Write out all of the records, keeping each one exactly as written.

==================================================

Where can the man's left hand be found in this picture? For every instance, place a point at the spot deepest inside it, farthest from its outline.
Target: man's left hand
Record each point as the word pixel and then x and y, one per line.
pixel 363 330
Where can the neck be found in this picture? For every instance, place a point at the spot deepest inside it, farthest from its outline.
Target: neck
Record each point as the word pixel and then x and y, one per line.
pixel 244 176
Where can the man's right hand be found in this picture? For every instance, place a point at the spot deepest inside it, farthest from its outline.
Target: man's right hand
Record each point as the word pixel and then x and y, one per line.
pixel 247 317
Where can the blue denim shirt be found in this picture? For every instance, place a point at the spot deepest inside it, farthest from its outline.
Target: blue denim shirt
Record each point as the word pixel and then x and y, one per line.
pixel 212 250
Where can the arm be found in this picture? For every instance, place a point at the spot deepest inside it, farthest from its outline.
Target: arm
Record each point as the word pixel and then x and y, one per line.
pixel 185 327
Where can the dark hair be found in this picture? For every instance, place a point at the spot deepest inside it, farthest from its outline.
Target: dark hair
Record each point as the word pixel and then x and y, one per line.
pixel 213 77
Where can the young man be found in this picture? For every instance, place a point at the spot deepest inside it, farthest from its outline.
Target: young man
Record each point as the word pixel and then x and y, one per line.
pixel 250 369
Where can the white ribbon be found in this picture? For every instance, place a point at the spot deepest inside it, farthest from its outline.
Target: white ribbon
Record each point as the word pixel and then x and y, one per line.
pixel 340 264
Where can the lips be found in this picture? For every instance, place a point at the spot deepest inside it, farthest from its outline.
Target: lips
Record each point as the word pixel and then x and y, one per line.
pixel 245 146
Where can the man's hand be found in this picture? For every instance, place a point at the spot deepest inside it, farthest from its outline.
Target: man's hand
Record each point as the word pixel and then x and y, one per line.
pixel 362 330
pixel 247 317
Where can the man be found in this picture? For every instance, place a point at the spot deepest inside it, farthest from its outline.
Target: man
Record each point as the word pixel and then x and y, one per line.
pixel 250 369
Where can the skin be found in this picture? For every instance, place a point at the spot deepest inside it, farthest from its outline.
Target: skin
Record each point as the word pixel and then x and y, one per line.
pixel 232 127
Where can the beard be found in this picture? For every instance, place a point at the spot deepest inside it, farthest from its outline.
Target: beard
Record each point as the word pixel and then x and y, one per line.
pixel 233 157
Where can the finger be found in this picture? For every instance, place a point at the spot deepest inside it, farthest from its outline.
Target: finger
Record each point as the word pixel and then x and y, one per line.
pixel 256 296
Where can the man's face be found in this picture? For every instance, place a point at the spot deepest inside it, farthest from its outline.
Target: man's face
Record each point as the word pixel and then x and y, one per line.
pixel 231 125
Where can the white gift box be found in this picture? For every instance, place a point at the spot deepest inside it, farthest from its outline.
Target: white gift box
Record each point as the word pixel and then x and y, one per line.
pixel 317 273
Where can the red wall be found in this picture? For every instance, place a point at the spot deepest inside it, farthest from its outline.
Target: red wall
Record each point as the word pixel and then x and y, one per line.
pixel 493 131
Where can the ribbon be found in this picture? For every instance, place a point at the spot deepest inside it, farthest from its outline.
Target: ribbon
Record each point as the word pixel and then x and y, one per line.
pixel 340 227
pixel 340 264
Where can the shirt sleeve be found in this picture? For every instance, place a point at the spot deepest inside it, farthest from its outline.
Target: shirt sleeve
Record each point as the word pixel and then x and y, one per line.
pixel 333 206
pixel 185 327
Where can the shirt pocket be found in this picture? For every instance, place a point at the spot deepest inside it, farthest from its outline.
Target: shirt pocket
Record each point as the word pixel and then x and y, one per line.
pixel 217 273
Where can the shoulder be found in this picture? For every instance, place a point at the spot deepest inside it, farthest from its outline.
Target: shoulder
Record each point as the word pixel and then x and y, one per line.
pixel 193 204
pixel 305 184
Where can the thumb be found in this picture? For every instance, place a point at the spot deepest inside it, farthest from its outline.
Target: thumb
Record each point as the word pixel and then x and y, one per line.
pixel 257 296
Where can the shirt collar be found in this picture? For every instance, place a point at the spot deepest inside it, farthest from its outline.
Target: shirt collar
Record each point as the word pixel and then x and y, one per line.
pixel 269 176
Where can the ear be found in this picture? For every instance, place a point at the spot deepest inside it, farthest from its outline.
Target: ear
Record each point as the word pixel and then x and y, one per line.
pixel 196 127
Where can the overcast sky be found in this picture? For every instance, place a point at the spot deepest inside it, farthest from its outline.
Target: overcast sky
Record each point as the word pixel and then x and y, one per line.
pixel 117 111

==================================================

◆ **ANSWER BELOW**
Where can the man's left hand be found in this picture? For every instance, place a point at the spot deepest inside it, farthest from its outline.
Target: man's left hand
Record each point as the word pixel and then x and y, one per line.
pixel 363 330
Where can the neck be found in this picture? For every instance, place a point at the spot deepest inside it, farthest from its outline.
Target: neck
Record each point as the word pixel and then x and y, one per line.
pixel 244 176
Where can the man's right hand be found in this picture? For every instance, place a point at the spot deepest inside it, farthest from its outline.
Target: man's right hand
Record each point as the word pixel and then x and y, one per line.
pixel 247 317
Where can the blue denim shirt be found in this picture? For every instance, place a point at the spot deepest inside it, farthest from its outline.
Target: blue denim shirt
Record each point as the word pixel and then x and y, one per line.
pixel 212 250
Where can the arm be found in this picture? For every instance, place a point at the spot deepest inside it, farthest from its outline.
Target: arm
Record each point as the word pixel and then x and y, one per line.
pixel 185 327
Where can the dark hair be found in this picture? For every instance, place a point at the spot deepest inside it, farthest from its outline.
Target: dark hair
Record each point as the word pixel and then x and y, one per line.
pixel 213 77
Where can the young man be found in this picture? For every instance, place a point at the spot deepest inside it, farthest from its outline.
Target: young man
Record each point as the word pixel and then x and y, one per line.
pixel 250 369
Where can the white ribbon be found in this picture? For every instance, place a point at the spot deepest inside it, farthest from its outline.
Target: white ribbon
Record each point as the word pixel and then x and y, one per line.
pixel 340 264
Where can the lips be found in this picture? For every instance, place a point at the spot deepest inside it, farthest from its outline.
Target: lips
Record each point as the word pixel and then x and y, one per line.
pixel 245 146
Where can the man's hand be found in this picture? For every instance, place a point at the spot deepest inside it, farthest from its outline.
Target: man's hand
Record each point as the word pixel and then x and y, one per line.
pixel 362 330
pixel 247 317
Where can the man be found in this picture? For every instance, place a point at the spot deepest inside it, farthest from its outline.
Target: man
Record each point as the word pixel and then x and y, one per line.
pixel 250 369
Where can the skin be found in this picture? For every instance, place a point at the spot deepest inside it, farthest from its outline.
Target: skin
Record each point as the word pixel and then x and y, one per line.
pixel 232 127
Where can the beard be found in this picture? For every instance, place a point at the spot deepest inside it, farthest from its outline.
Target: beard
Record each point as the word pixel and then x and y, one per line.
pixel 233 157
Where can the finger be found in this picture? For every instance, place a point at the spot deepest inside it, farthest from its outline.
Target: finger
Record each point as the word pixel and then x and y, one per line.
pixel 256 296
Where can the man's face be found in this picture? For every instance, place a point at the spot deepest inside it, farthest from its outline.
Target: man's face
Record each point as the word pixel and then x and y, one per line.
pixel 231 125
Where can the white gift box be found in this picture? For every instance, place a point at the spot deepest inside it, farthest from its outline.
Target: white gift box
Record each point as the word pixel and then x and y, one per line.
pixel 317 273
Where can the red wall be found in this picture? For every instance, place a point at the spot deepest inside it, farthest from its outline.
Target: red wall
Record each point as the word pixel and then x and y, one per line.
pixel 493 131
Where can the ribbon be found in this picture? For every instance, place a point at the spot deepest inside it, farthest from its outline.
Target: ribbon
Record each point as the word pixel and then x and y, one per line.
pixel 340 227
pixel 340 264
Where can the shirt sleeve be found in this picture? For every instance, place a point at the spot deepest inside it, farthest from its outline.
Target: shirt sleeve
Record each point as the word pixel and then x and y, one per line.
pixel 333 206
pixel 185 327
Where can the shirt pocket be found in this picture? For every instance, place a point at the spot deepest inside it, farthest from its outline.
Target: shirt pocket
Record each point as the word pixel and then x and y, one per line.
pixel 217 273
Where can the shoulder be found in this picture? For every instance, place a point at the spot deepest inside it, farthest from its outline.
Target: shoulder
Record each point as the word pixel and then x and y, one per line.
pixel 193 204
pixel 305 184
Where can the thumb be found in this picture? For every instance, place a point at the spot deepest inside it, farthest from its outline.
Target: thumb
Record each point as the word pixel and then x and y, one per line.
pixel 257 296
Where can the shirt collar be found in this picture? For every instance, place a point at the spot deepest inside it, farthest from its outline.
Target: shirt collar
Record each point as the word pixel and then x and y, one per line.
pixel 269 176
Where can the ear be found in this picture? For every instance, place a point at the spot deepest inside it, farthest from its outline.
Target: ear
Record each point as the word pixel and then x and y, one per line.
pixel 196 127
Where can the overcast sky be found in this picture? For every instance, place a point at the spot deepest inside it, farthest from its outline.
Target: overcast sky
Record each point as the word pixel and then x and y, one per line.
pixel 117 111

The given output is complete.